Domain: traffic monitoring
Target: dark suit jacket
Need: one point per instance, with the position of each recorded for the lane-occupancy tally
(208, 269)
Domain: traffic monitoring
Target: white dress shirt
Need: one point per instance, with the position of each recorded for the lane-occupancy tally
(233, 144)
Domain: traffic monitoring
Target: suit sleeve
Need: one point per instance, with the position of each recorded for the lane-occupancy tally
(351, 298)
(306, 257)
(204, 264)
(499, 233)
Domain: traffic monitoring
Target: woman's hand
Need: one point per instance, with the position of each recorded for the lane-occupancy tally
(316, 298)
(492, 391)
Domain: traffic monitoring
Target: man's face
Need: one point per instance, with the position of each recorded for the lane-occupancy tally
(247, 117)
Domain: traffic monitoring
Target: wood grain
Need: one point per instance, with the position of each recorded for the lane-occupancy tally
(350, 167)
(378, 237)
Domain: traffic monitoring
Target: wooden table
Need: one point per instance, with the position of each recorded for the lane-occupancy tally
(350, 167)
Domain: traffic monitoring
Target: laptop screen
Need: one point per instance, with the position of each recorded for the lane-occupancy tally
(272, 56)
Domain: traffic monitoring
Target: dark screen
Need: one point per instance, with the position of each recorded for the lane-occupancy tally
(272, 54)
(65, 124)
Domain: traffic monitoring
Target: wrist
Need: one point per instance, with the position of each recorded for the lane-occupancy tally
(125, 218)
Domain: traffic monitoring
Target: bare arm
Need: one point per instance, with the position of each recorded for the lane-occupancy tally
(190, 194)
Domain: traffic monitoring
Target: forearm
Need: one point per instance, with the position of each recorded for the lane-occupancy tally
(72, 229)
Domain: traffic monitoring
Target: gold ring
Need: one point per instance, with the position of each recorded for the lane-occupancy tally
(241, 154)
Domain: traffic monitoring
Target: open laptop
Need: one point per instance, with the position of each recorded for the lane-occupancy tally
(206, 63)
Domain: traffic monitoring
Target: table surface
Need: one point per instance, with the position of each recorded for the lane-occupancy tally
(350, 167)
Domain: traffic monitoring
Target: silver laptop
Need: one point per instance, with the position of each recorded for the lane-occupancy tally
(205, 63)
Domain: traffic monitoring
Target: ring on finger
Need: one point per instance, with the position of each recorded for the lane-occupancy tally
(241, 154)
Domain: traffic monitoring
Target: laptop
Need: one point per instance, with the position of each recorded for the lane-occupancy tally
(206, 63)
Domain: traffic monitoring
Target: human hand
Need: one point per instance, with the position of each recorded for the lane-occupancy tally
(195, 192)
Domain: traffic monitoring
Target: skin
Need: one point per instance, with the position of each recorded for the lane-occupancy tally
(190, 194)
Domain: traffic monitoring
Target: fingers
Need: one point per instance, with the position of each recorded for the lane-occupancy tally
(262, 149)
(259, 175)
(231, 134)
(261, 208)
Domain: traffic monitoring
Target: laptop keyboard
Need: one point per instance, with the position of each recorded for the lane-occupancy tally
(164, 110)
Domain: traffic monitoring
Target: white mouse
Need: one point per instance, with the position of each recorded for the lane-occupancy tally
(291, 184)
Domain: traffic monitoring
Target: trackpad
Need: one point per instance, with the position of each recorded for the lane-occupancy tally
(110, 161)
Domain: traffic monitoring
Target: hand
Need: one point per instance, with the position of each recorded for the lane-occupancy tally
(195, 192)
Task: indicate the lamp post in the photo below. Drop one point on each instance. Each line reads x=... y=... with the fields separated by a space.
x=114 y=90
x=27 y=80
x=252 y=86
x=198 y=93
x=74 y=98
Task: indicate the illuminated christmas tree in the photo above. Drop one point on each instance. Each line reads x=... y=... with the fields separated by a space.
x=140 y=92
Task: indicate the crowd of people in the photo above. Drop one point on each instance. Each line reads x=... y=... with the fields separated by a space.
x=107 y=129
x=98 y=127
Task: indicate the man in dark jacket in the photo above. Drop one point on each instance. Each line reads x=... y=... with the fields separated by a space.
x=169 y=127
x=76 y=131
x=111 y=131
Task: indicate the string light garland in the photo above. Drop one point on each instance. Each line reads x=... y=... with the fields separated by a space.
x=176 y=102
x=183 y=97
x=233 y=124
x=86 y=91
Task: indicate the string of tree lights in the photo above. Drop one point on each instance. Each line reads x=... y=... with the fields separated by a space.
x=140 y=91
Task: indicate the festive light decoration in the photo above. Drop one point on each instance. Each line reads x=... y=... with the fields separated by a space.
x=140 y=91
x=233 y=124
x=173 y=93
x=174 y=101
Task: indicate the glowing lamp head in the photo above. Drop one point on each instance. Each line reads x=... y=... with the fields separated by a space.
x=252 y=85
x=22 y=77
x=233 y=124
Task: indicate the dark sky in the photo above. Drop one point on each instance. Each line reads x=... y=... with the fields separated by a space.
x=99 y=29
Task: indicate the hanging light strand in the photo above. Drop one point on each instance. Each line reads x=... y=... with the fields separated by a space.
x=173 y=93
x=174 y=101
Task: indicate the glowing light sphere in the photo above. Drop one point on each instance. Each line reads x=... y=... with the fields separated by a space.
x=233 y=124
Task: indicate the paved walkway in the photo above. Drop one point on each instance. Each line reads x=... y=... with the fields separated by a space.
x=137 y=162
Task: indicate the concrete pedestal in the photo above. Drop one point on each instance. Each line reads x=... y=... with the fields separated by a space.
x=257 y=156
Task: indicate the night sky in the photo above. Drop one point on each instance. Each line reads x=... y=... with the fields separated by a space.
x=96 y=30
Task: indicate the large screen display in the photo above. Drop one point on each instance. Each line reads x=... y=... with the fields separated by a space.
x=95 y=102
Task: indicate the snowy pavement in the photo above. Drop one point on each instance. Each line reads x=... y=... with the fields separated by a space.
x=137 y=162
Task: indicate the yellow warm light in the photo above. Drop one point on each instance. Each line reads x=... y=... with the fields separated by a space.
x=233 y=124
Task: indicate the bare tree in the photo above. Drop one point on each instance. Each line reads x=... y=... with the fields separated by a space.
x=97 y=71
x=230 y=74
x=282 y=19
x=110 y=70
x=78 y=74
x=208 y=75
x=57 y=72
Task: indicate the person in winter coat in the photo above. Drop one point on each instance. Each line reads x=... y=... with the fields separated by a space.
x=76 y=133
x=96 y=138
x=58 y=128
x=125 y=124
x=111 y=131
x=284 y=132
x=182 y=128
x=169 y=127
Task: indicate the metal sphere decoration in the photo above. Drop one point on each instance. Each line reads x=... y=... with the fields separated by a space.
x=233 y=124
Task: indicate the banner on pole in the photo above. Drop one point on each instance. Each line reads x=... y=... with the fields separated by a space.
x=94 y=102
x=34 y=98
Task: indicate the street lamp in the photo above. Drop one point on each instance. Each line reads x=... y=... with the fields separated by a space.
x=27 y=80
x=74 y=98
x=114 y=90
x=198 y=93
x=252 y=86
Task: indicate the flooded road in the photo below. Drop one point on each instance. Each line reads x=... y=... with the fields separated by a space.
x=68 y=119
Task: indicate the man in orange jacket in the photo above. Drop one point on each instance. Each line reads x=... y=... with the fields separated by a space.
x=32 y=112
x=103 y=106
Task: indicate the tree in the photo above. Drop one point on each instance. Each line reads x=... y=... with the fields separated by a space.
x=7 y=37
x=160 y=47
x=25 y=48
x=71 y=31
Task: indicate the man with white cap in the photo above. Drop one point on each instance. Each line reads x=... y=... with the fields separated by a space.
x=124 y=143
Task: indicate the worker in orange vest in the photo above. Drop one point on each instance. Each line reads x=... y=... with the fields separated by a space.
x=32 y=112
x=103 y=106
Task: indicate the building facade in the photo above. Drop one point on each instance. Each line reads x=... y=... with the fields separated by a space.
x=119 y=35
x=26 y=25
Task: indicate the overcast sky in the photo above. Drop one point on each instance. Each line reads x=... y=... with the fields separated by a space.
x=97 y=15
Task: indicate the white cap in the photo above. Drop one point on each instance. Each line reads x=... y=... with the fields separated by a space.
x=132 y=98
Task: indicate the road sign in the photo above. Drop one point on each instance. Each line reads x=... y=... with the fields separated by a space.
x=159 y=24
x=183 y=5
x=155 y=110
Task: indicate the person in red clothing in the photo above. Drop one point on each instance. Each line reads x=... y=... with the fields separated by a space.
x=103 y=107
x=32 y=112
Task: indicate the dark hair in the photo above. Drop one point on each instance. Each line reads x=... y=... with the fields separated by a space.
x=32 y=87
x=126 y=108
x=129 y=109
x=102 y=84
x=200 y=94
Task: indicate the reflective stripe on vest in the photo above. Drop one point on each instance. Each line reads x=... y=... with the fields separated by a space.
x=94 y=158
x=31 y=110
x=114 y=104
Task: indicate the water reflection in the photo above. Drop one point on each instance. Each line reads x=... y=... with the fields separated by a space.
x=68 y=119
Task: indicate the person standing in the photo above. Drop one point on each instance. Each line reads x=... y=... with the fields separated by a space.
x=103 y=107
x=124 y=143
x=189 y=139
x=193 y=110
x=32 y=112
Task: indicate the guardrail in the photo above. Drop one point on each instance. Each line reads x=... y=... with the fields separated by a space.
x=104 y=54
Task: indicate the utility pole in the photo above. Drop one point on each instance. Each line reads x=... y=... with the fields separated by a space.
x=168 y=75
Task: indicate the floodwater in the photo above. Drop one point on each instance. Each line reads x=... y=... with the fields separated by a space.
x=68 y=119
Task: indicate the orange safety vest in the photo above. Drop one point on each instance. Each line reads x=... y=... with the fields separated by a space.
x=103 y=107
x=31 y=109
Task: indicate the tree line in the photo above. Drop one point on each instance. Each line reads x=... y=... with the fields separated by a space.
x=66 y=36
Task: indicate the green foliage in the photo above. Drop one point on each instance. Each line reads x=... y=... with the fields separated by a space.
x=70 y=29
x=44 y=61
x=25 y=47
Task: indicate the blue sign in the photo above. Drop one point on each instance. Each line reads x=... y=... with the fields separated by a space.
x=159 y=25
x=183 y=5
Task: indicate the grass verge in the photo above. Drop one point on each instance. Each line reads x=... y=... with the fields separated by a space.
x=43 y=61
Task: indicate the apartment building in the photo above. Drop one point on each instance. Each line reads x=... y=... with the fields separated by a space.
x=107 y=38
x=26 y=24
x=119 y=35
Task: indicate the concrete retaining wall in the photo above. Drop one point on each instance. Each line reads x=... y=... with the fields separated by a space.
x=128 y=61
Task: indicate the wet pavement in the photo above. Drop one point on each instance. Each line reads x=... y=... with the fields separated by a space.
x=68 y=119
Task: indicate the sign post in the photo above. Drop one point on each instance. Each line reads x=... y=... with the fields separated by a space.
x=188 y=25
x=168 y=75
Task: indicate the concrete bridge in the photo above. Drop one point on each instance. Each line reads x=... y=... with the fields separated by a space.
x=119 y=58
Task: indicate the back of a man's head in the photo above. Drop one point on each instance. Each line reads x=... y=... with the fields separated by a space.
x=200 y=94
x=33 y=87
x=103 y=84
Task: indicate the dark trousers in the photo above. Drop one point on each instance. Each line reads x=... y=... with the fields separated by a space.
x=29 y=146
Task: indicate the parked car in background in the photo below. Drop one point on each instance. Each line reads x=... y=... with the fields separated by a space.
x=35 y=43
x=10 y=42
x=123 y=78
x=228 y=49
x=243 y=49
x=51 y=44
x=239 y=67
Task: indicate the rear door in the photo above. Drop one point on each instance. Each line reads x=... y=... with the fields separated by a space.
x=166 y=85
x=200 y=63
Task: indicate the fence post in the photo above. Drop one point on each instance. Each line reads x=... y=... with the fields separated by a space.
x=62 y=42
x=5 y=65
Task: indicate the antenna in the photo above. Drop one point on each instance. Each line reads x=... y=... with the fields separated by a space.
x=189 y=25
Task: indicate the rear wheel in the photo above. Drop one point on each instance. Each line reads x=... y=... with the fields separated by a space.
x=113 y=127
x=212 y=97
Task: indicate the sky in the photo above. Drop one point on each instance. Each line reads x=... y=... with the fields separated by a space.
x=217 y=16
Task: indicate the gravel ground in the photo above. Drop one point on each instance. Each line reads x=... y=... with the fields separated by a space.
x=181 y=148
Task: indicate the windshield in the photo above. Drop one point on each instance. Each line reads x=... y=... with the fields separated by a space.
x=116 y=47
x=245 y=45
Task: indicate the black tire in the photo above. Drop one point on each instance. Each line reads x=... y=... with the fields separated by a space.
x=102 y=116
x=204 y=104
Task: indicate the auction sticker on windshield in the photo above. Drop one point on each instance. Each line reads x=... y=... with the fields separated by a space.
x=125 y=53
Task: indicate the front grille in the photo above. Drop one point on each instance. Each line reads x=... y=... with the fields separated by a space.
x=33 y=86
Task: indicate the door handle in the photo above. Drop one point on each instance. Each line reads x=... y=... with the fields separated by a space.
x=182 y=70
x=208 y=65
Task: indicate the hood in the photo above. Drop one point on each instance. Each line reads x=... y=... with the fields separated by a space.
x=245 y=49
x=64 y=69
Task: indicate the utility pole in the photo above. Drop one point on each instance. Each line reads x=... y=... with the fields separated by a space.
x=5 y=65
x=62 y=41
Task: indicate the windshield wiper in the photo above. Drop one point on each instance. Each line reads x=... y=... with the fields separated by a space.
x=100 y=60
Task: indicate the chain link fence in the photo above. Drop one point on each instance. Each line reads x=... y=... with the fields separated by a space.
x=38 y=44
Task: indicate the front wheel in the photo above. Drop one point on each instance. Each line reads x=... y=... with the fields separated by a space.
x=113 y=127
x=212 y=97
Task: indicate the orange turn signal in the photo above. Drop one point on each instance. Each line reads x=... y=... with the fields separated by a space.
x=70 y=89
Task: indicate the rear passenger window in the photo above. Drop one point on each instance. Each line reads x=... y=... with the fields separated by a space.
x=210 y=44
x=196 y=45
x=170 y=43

#####

WHAT THIS TASK INVOLVES
Look above for the line with "Target: dark screen" and the line with "Target: gold ring". Retype those two lines and every line between them exactly, adding nothing.

RESPONSE BOX
Target: dark screen
Need: one point per instance, with the position of each recorded for the lane-occupancy tally
(272, 54)
(65, 124)
Domain: traffic monitoring
Target: wrist
Need: one point per instance, with the position of each recorded for the lane-occupancy tally
(125, 218)
Domain: traffic monitoring
Target: bare arm
Need: one point per instance, with the position of each recorded for the lane-occupancy tally
(190, 194)
Domain: traffic monitoring
Target: forearm
Need: one point per instance, with the position of each recorded for the lane-occupancy tally
(72, 229)
Domain: traffic monitoring
Target: gold ring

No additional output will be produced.